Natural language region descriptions
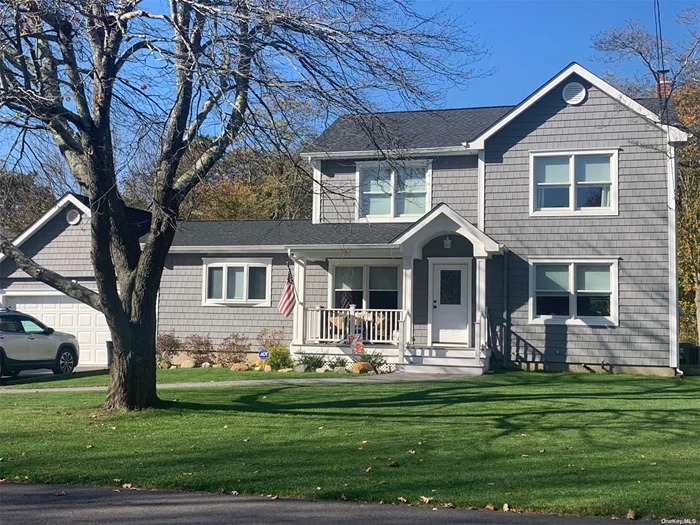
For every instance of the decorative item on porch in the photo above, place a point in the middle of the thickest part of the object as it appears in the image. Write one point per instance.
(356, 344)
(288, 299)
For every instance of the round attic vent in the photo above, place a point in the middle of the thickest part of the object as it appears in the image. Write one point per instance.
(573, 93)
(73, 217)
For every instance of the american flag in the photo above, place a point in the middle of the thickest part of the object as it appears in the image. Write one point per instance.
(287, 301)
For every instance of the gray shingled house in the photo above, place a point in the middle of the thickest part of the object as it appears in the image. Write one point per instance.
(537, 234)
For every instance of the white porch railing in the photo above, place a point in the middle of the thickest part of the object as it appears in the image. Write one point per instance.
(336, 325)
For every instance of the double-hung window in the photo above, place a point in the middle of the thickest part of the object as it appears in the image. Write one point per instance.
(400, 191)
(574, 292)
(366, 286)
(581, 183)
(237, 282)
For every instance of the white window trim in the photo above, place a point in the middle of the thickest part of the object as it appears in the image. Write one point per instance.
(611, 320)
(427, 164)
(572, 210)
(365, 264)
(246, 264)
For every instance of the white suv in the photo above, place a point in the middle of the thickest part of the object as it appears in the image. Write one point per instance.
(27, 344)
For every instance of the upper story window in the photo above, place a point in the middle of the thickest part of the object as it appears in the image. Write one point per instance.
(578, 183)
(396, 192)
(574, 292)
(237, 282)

» **What this task involves**
Would you return the data above exactly as written, minus the images?

» **Answer box**
For every instance of the decorative item on porch in the photo above, place a point in the middle of the thickest part of the object as it appears in the image. Write one point per instance.
(356, 344)
(288, 299)
For every instance of the round attic vent in the photo above, place a point in the middle of the thickest part of the object as it appears in the image. Write one point per instance.
(573, 93)
(73, 217)
For every instance of the american flag in the photo above, place a point in the middle of the thickest part of the object as it appears in the image. Write one point per instance.
(287, 301)
For every instance of the gray shingled house in the photo above, place a point in the middle of the thickest part of the object as it appears in the image. Write one point per instance.
(537, 234)
For every instance of the white porch railing in the photo above, place a point in the middle of the thickest part of the object as it appears in the image. Write one point per instance.
(336, 325)
For every instance of the double-hung window in the photo above, place a point in the middle of the thickest part of the object as it appears in the image. Write one point per instance.
(400, 191)
(574, 292)
(366, 286)
(581, 183)
(237, 282)
For every instance of the white window trim in the photo above, place a point in the middle of the thickest part of the object as it appears in the image. Write one point per instance.
(611, 320)
(427, 164)
(572, 210)
(365, 264)
(246, 264)
For every instance of the white suv in the photo above, place a point in the middle of the thickest part of the object as it appears in the image. Write one point per instance.
(27, 344)
For every instance of the upper story window in the photo above, place a point in the middle of the thickest part of the object as it appears in the image. Write one point per instance.
(578, 183)
(396, 192)
(574, 292)
(237, 282)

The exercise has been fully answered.